• Excerpt to read:
=== Section Start ===
The Power of Natural Combinations
For many years, drug discovery has aimed to find and isolate one “active” ingredient. But what we’ve learned from this medieval remedy shows us something different: the real power of natural medicine might be in how ingredients work together. Think about garlic, for instance. Its main antibacterial compound, allicin, is well-known. However, in lab tests, allicin alone wasn’t enough to kill tough MRSA in biofilms. The full impact only happened when all four parts of Bald’s eyesalve—garlic, onion, wine, and bile—were combined and prepared under specific conditions.
This highlights the idea of synergy, where ingredients interact to create an effect far greater than any single one could achieve. This finding challenges our current drug development approach, which often overlooks complex natural mixtures in favor of simpler, single compounds that are easier to patent. This could mean we’re missing out on powerful treatment combinations, especially for complex issues like chronic infections.
What’s also clear is that old medical texts, like Bald’s Leechbook, might hold more scientific value than we previously thought. Researchers found that garlic and other similar plants were often paired together in the manuscript, suggesting medieval healers might have observed these combined effects themselves, even without understanding the science behind it. Of course, this doesn’t mean every old remedy works or is safe. But the success of this eyesalve proves that careful, evidence-based research into historical medicine can uncover valuable tools for today’s health challenges.
Making the Ancient Remedy: A Step-by-Step Look
When scientists decided to test this ancient remedy, they didn’t just guess at the ingredients. They went back to the original 9th-century text, Bald’s Leechbook, to follow the instructions as closely as possible. It wasn’t about making a modern version; it was about recreating the exact concoction from a thousand years ago.
=== Section End ===
• Listed entries:
=== Section Start ===
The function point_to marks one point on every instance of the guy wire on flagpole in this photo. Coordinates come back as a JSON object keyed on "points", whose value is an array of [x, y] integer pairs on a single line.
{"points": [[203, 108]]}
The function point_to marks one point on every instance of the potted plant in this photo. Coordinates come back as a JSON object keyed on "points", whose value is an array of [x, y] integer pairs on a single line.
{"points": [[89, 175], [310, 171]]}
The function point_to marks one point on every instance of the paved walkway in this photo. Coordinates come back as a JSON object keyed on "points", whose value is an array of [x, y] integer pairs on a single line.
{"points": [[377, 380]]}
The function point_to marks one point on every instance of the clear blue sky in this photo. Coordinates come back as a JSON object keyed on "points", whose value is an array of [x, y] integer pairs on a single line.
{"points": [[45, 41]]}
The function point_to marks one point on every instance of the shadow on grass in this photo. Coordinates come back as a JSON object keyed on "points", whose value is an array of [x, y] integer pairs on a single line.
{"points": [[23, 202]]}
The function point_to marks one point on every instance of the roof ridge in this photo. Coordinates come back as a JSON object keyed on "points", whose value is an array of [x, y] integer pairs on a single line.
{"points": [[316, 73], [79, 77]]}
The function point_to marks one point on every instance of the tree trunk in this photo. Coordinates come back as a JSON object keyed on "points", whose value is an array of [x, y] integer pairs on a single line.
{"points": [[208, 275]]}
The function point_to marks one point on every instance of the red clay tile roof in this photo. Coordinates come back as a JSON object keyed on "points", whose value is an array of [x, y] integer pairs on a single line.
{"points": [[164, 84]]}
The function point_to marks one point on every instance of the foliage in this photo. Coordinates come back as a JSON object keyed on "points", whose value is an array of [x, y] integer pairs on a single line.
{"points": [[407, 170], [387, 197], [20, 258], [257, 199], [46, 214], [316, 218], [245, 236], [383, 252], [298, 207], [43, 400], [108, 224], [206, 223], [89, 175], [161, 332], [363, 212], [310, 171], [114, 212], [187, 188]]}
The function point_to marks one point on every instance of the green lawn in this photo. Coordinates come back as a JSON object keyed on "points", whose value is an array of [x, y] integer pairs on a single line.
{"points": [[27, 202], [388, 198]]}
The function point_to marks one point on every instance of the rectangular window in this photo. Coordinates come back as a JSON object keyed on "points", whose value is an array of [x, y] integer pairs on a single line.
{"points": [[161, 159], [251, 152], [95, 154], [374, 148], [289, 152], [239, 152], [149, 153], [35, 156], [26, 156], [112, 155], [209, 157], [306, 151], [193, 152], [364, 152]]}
=== Section End ===
• Brief A: According to the text on Bald's eyesalve, from which century does Bald's Leechbook date?
• Brief B: List the ingredients of Bald's eyesalve named in the text on Bald's eyesalve.
• Brief C: Please continue the text on Bald's eyesalve, picking up after its final sentence.
The items are separate material and are not part of the text on Bald's eyesalve.

• Task output A: The 9th century.

• Task output B: Garlic, onion, wine, and bile.

• Task output C:
Here’s what the original recipe called for and how they put it together:
- The Ingredients: They used equal amounts of garlic and onion (sometimes leek was used as an alternative, as the original text allowed for it). To this, they added wine and bile salts, which came from a cow’s stomach.
- The Process: The raw ingredients were first crushed. Then, they were steeped together in the liquid components. This mixture was then left to ferment in cold conditions for a full nine days. This fermentation step, done precisely as the medieval instructions stated, was crucial.
It’s important to understand that this wasn’t just throwing ingredients into a pot. The researchers meticulously followed these old instructions, down to the fermentation time and temperature, because they found that the remedy only worked effectively when all components were present and prepared exactly as described. This careful recreation allowed them to truly test the power of this ancient formula against modern superbugs.
Old Medicine, New Possibilities
This isn’t just about a medieval recipe working better than expected—it’s a warning that our current approach to antibiotics is no longer enough. While pharmaceutical innovation stalls, antibiotic resistance is accelerating. The discovery that a thousand-year-old remedy can kill MRSA biofilms highlights how much we still don’t understand—and how much we might be missing.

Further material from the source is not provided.